Section 3. Voting Securities owned by the Corporation.
Powers of attorney, proxies, waivers of notice of meeting,
consents and other instruments relating to securities owned by the
Corporation may be executed in the name of and on behalf of the
Corporation by the Chief Executive Officer or any Vice President,
and any such officer may, in the name of and on behalf of the
Corporation, take all such action as any such officer may deem
advisable to vote in person or by proxy at any meeting of security
holders of any corporation in which the Corporation may own
securities and at any such meeting shall possess and may exercise
any and all rights and powers incident to the ownership of such
securities and which, as the owner thereof, the Corporation might
have exercised and possessed if present. The Board of Directors
may, by resolution, from time to time confer like powers upon any
other person or persons.
Section 4. Chairman of the Board. The Chairman of the
Board, if there be one, shall preside at all meetings of the
shareholders and of the Board of Directors. Except where by law
the signature of the Chief Executive Officer is required, the
Chairman of the Board of Directors shall possess the same power as
the Chief Executive Officer to sign all contracts, certificates
and other instruments of the Corporation that may be authorized by
the Board of Directors. During the absence or disability of the
Chief Executive Officer, the Chairman of the Board shall exercise
all the powers and discharge all the duties of the Chief Executive
Officer. The Chairman of the Board of Directors shall also
perform such other duties and may exercise such other powers as
from time to time may be assigned to him by these Bylaws or by the
Board of Directors.
Section 5. Chief Executive Officer. The Chief Executive
Officer shall, subject to the control of the Board of Directors
and, if there be one, the Chairman of the Board, have general
supervision of the business of the Corporation and shall see that
all orders and resolutions of the Board of Directors are carried
into effect. He shall execute all bonds, mortgages, contracts and
other instruments of the Corporation requiring a seal, under the
seal of the Corporation, except where required or permitted by law
to be otherwise signed and executed and except that the other
officers of the Corporation may sign and execute documents when so
authorized by these Bylaws, the Board of Directors or the Chairman
of the Board. In the absence or disability of the Chairman of the
Board, or if there be none, the Chief Executive Officer shall
preside at all meetings of the shareholders and the Board of
Directors. The Chief Executive Officer shall also perform such
other duties and may exercise such other powers as from time to
time may be assigned to him by these Bylaws or by the Board of
Directors.
Section 6. Vice Presidents. At the request of the
Chief Executive Officer or in his absence or in the event of his
inability or refusal to act (and if there be no Chairman of the
Board), the Vice President or the Vice Presidents (if there is
more than one in the order designated by the Board of Directors),
shall perform the duties of the Chief Executive Officer, and when
so acting, shall have all the powers of and be subject to all the
restrictions upon the Chief Executive Officer. Each Vice
President shall perform such other duties and have such other
powers as the Board of Directors from time to time may prescribe.
If there be no Chairman of the Board and no Vice President, the
Board of Directors shall designate the officer of the Corporation
who, in the absence of the Chief Executive Officer or in the event
of the inability or refusal of the Chief Executive Officer to act,
shall perform the duties of the Chief Executive Officer, and when
so acting, shall have all the powers of and be subject to all the
restrictions upon the Chief Executive Officer.

Set exercise a → In the entries, starting at the first one and ending at the line that contains "column 318, row 376", replace "photo" with "image" and change nothing else. Give back only those lines, and leave the pictures out.

Material shown →
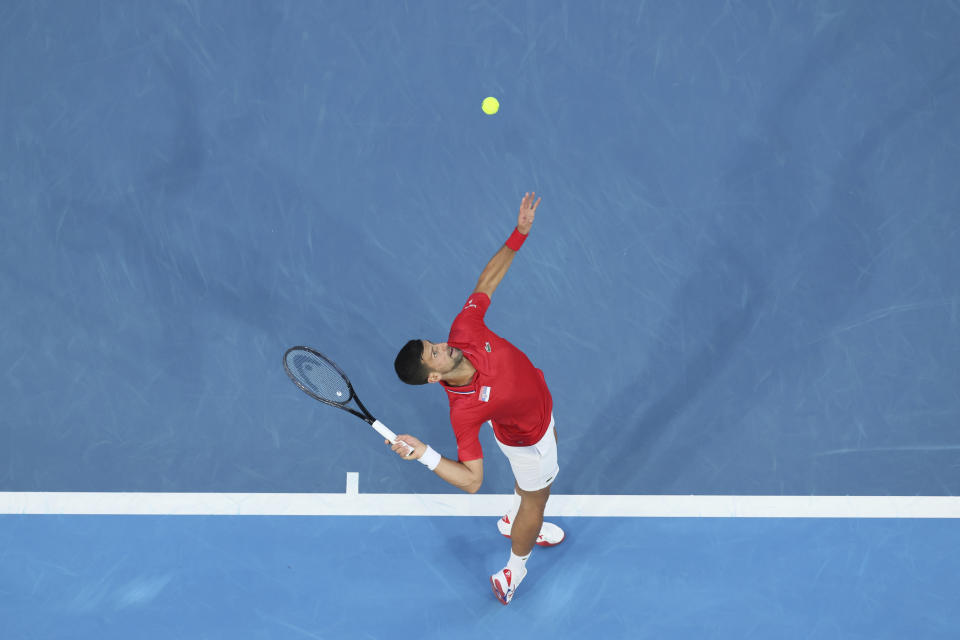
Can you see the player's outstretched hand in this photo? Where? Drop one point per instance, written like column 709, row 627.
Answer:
column 528, row 209
column 402, row 449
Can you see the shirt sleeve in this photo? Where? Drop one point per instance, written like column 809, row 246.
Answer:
column 476, row 305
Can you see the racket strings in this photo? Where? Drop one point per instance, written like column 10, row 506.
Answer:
column 318, row 376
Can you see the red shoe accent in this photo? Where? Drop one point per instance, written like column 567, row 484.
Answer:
column 498, row 590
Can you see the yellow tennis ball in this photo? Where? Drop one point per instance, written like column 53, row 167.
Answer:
column 490, row 106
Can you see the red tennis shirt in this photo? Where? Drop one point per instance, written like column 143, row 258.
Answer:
column 507, row 389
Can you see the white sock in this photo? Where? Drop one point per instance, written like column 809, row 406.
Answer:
column 512, row 514
column 517, row 564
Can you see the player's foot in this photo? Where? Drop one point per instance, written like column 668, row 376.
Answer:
column 505, row 584
column 550, row 534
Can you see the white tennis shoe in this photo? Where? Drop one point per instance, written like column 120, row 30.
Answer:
column 505, row 584
column 550, row 534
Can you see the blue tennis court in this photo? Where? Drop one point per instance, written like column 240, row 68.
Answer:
column 742, row 282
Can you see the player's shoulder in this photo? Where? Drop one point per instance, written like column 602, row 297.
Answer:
column 478, row 301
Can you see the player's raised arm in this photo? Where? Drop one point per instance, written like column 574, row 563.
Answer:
column 493, row 273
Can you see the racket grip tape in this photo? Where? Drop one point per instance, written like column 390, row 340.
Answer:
column 385, row 431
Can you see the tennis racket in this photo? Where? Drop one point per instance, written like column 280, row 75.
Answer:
column 320, row 378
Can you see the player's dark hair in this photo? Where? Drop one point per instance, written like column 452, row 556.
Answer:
column 409, row 363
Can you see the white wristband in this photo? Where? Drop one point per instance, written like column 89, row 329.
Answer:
column 430, row 458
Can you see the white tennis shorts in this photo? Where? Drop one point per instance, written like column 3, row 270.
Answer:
column 535, row 466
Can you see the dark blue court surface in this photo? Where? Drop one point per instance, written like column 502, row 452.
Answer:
column 742, row 280
column 202, row 577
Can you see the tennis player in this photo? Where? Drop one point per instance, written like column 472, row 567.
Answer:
column 487, row 379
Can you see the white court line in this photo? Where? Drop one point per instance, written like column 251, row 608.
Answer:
column 353, row 503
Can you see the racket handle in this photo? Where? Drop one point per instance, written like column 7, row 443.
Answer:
column 385, row 431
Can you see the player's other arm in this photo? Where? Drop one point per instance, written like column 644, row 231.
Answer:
column 467, row 475
column 493, row 273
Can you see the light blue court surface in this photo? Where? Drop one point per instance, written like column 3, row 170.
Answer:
column 278, row 578
column 742, row 281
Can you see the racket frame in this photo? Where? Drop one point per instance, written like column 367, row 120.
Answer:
column 364, row 414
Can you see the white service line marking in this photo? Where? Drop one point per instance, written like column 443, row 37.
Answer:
column 410, row 504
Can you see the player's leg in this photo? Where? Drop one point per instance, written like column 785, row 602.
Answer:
column 534, row 469
column 529, row 520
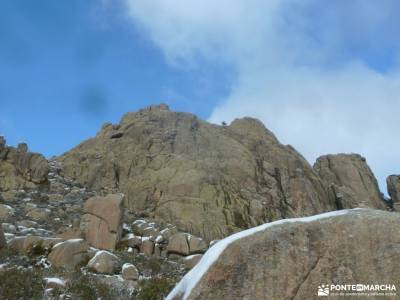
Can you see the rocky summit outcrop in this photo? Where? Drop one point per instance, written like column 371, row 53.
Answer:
column 207, row 179
column 289, row 259
column 20, row 168
column 349, row 181
column 101, row 223
column 393, row 186
column 3, row 241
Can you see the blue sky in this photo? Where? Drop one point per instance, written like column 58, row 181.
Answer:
column 324, row 76
column 69, row 66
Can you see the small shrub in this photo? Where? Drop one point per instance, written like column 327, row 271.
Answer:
column 84, row 287
column 17, row 283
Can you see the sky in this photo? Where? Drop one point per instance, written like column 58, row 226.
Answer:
column 324, row 76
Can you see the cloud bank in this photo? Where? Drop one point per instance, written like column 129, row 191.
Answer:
column 324, row 76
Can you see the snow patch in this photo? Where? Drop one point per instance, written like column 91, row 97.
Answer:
column 55, row 280
column 190, row 280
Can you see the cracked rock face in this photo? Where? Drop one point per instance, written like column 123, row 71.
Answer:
column 290, row 261
column 3, row 241
column 101, row 223
column 349, row 181
column 209, row 180
column 20, row 168
column 393, row 185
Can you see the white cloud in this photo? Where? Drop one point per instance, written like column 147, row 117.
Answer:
column 304, row 67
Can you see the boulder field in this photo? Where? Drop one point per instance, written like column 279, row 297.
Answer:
column 290, row 259
column 213, row 180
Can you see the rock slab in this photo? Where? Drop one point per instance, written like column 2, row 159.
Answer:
column 349, row 181
column 101, row 223
column 289, row 259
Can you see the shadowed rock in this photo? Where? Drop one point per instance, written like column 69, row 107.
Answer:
column 393, row 185
column 209, row 180
column 289, row 259
column 20, row 168
column 101, row 223
column 349, row 181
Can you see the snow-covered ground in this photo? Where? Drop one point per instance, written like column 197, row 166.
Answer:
column 190, row 280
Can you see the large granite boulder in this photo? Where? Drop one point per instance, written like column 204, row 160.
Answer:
column 207, row 179
column 393, row 186
column 20, row 168
column 349, row 181
column 101, row 223
column 104, row 262
column 289, row 259
column 70, row 254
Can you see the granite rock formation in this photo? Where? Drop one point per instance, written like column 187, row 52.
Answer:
column 207, row 179
column 289, row 259
column 349, row 181
column 20, row 168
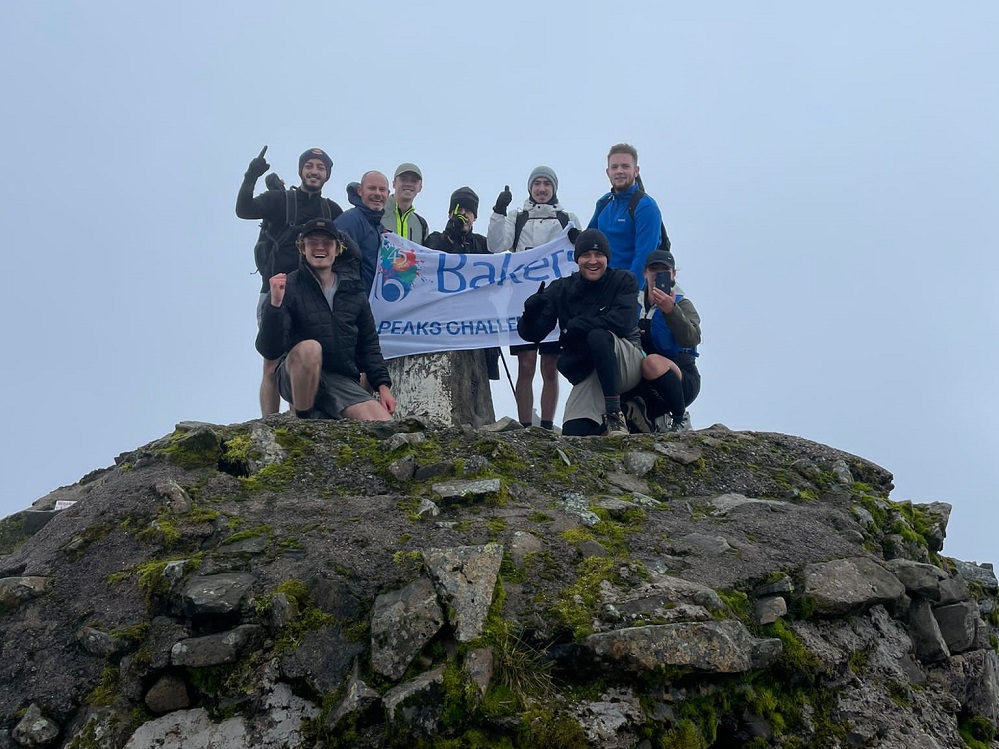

Set exercise b → According to the bylaws excerpt, who presides at meetings of the shareholders and the Board of Directors when the Chairman of the Board is absent or disabled?

Final answer a →
Can you see the player's outstretched hand in this image? Where? Drop one point per instance, written like column 709, row 627.
Answer:
column 528, row 209
column 402, row 449
Can you see the shirt sleeve in this image? Where? Drop one point per instance, written like column 809, row 246.
Answer:
column 476, row 305
Can you see the racket strings in this image? Where? Drop one point per instance, written like column 10, row 506.
Answer:
column 318, row 376

Final answer b → The Chief Executive Officer.